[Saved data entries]
□ □ □ □ □
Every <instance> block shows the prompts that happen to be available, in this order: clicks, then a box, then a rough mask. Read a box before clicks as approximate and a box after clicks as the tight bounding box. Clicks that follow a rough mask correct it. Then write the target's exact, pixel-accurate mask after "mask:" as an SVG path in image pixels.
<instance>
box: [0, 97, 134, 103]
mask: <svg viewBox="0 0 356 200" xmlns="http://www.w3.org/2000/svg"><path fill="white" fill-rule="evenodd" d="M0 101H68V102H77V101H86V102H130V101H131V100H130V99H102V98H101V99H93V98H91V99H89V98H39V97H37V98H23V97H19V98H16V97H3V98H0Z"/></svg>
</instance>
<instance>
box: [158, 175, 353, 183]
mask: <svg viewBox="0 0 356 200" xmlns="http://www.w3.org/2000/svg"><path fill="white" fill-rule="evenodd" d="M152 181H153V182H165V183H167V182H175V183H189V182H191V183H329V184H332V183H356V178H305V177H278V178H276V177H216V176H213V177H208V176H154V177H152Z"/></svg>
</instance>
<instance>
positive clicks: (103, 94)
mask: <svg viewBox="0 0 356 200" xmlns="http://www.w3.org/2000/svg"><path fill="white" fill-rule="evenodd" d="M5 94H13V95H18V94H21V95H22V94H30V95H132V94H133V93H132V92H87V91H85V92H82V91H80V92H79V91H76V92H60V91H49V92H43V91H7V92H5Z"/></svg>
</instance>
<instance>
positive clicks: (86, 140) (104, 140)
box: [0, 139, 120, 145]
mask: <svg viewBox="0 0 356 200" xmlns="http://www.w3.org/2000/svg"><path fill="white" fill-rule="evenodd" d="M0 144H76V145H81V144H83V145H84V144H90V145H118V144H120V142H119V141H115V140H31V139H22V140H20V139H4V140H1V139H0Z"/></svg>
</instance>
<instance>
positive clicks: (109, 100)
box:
□ □ □ □ □
- _Your task_: Copy out each line from the items above that contains the string "positive". Case counts.

- _Task solution_:
positive clicks: (103, 94)
positive clicks: (86, 140) (104, 140)
positive clicks: (109, 100)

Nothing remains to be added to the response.